> [TASK DESCRIPTION]:
Collect every line from the records below that contains the word "sauce", and copy each one in full.

=== ITEMS ===

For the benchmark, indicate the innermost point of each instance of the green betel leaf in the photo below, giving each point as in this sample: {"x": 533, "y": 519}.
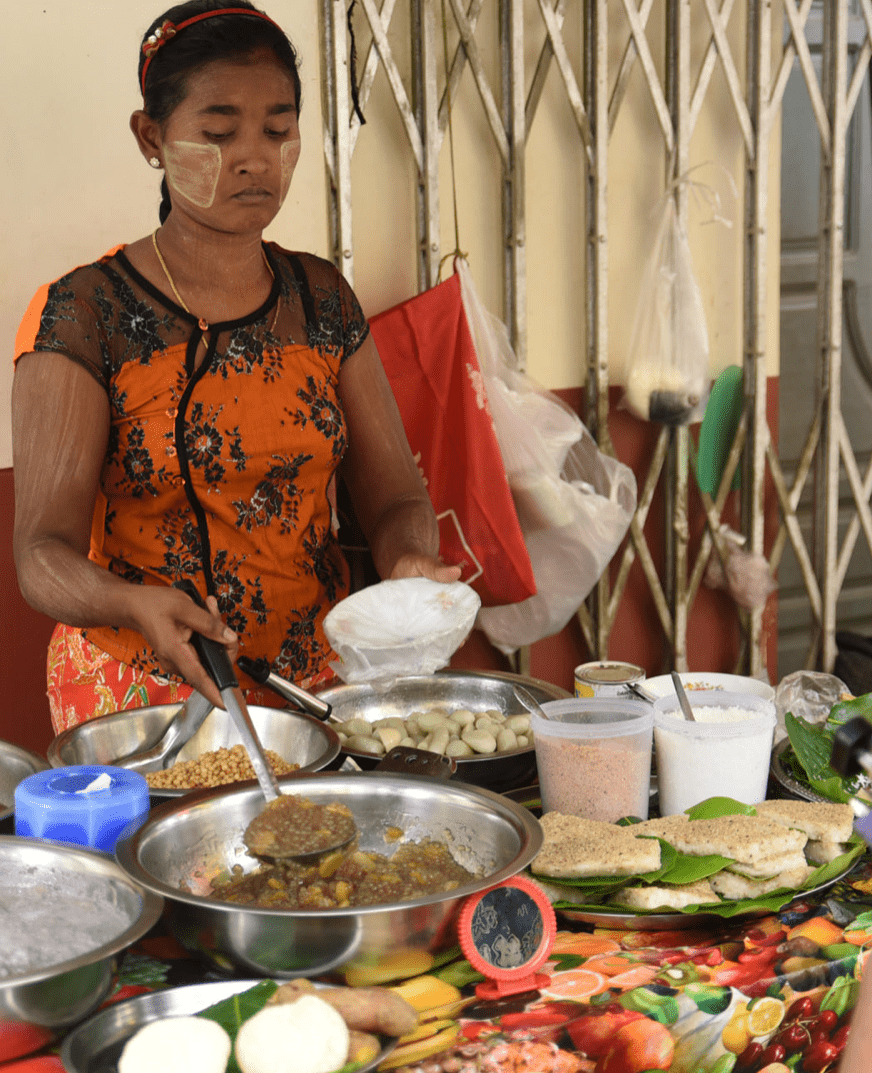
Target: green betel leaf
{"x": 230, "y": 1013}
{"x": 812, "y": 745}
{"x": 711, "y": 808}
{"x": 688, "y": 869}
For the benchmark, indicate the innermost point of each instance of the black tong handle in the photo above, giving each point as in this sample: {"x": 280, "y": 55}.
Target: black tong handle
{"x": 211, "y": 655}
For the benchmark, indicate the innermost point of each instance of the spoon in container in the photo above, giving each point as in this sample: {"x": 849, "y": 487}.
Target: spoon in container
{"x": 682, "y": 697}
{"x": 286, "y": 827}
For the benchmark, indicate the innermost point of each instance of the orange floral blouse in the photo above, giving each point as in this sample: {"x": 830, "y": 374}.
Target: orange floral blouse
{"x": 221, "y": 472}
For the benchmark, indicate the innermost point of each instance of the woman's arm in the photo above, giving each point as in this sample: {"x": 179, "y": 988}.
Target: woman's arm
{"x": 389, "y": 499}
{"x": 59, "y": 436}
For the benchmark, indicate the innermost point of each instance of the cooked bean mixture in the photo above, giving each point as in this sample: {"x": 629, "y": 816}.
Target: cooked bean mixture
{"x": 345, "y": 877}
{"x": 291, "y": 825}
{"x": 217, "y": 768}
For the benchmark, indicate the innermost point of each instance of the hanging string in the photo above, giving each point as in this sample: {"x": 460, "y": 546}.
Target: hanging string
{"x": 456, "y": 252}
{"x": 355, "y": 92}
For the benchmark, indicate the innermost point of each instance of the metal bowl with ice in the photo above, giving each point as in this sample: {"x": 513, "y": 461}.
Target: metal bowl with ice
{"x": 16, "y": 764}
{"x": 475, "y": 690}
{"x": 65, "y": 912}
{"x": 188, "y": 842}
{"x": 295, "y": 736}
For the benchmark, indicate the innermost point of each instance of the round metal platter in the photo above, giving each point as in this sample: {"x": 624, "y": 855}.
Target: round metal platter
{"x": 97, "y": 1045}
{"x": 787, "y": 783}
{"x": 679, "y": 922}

===
=== ITEMS ===

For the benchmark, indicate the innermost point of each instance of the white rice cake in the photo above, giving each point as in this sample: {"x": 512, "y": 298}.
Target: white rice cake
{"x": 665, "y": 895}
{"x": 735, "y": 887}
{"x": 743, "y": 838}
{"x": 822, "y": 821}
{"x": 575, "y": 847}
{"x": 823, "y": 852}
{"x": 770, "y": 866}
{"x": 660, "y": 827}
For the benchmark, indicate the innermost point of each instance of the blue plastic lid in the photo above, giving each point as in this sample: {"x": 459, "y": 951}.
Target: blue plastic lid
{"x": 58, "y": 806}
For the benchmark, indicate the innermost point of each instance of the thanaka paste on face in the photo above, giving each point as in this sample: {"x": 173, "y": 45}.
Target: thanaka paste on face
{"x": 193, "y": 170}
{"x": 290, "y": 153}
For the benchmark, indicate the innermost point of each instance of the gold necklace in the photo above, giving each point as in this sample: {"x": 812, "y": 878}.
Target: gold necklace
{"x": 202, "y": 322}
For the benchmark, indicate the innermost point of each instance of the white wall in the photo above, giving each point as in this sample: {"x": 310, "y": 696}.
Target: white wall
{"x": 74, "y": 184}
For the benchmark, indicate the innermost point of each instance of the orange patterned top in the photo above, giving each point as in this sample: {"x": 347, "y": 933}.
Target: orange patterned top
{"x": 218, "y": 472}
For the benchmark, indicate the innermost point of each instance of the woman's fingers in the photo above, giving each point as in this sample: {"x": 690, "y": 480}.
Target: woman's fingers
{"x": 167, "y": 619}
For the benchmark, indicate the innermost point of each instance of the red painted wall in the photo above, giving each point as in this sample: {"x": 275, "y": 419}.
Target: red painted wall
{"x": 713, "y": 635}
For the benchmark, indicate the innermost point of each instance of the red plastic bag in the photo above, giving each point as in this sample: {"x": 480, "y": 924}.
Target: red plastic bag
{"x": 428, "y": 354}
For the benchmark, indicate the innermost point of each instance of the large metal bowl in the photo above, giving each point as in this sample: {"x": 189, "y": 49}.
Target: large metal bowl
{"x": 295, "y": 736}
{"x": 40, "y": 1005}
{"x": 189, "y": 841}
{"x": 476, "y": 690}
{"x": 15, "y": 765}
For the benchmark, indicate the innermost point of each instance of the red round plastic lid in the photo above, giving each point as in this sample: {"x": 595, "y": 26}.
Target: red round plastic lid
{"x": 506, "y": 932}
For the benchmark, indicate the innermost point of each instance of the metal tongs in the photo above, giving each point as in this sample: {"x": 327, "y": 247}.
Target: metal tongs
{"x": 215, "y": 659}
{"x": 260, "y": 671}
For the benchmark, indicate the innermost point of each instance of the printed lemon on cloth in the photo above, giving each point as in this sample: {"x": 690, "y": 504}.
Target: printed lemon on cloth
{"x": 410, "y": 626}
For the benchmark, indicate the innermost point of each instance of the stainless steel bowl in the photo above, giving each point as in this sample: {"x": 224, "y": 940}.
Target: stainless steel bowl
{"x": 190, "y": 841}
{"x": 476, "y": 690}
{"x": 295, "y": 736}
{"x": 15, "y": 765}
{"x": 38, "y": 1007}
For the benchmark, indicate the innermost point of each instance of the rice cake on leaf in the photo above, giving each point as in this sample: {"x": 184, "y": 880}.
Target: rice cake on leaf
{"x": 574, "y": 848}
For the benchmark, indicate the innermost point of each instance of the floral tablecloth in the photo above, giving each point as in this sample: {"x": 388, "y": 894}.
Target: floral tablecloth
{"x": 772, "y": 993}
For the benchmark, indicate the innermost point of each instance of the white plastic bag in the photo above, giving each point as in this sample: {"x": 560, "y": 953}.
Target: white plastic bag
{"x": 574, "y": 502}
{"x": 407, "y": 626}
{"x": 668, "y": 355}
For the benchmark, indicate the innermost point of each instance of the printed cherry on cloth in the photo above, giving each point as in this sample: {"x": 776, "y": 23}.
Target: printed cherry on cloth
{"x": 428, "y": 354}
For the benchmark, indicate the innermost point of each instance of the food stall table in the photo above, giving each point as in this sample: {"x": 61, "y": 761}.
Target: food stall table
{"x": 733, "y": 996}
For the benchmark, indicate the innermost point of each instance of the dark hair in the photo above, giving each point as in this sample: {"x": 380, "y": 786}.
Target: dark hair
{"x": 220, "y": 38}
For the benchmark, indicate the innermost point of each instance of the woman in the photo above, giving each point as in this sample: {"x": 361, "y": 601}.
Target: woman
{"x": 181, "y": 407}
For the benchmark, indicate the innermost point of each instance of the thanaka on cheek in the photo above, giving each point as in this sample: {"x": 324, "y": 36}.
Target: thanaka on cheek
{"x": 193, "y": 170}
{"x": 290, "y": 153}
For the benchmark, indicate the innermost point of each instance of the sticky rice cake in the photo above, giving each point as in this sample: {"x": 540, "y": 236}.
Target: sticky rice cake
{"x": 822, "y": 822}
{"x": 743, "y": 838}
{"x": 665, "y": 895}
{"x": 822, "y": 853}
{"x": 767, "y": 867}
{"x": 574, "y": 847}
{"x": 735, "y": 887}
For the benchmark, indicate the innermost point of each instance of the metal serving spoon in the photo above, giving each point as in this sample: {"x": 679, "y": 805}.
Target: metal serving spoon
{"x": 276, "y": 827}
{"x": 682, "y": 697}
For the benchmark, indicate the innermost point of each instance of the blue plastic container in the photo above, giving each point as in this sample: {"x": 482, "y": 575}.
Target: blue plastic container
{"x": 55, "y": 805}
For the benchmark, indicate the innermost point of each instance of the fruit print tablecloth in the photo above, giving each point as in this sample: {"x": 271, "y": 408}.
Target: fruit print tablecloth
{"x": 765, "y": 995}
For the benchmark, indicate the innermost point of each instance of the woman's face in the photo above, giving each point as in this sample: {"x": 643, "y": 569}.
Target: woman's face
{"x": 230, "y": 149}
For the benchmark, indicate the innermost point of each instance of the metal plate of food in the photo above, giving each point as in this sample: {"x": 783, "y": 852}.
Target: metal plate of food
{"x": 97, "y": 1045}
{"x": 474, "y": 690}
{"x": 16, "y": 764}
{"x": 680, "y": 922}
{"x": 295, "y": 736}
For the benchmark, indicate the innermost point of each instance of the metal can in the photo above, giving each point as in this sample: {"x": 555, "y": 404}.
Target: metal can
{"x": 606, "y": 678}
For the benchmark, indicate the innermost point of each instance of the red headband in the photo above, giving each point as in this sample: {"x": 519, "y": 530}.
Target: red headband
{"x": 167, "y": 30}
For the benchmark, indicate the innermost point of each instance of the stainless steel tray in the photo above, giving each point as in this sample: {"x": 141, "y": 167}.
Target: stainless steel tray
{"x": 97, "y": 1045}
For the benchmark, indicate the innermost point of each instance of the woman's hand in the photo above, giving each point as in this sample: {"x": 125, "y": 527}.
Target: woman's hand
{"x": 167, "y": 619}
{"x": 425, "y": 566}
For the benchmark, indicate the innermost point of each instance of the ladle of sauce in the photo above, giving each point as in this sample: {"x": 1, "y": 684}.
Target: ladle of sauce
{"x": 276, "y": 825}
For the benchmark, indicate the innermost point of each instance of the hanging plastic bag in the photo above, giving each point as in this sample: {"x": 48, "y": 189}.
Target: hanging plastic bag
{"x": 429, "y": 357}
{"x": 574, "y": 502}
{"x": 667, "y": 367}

===
=== ITEMS ===

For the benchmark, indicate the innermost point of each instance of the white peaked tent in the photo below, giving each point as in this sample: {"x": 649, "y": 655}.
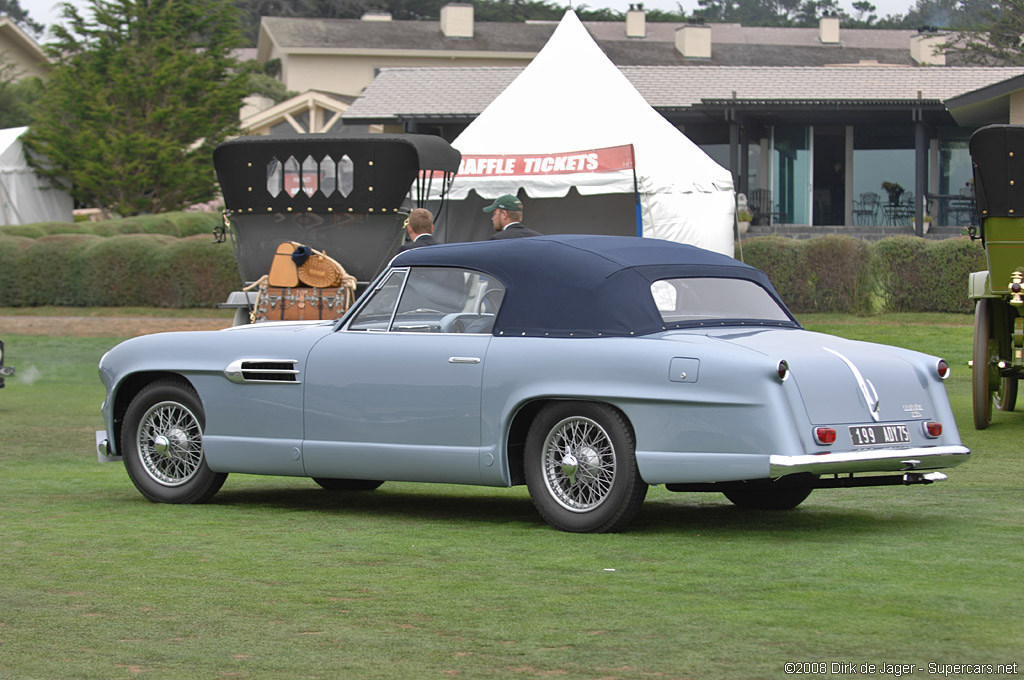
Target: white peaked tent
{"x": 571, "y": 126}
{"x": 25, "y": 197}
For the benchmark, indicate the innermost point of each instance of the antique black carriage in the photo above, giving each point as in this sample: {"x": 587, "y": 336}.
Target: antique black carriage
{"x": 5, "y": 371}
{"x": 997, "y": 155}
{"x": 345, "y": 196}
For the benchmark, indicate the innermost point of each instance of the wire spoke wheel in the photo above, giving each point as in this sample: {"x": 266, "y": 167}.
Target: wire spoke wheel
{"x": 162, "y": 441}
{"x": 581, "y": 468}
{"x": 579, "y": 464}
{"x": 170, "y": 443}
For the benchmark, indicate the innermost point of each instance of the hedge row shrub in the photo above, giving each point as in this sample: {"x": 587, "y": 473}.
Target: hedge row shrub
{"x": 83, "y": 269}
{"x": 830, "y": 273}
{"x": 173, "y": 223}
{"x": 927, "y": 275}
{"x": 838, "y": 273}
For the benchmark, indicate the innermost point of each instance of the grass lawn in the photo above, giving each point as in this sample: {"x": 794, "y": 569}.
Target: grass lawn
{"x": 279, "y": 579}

===

> [OUTPUT OF THE EXERCISE]:
For the benchmark, indicate the innermost point of each instance of the ladle of sauce in the photo above, giving each point as in this sample: {"x": 1, "y": 684}.
Target: ladle of sauce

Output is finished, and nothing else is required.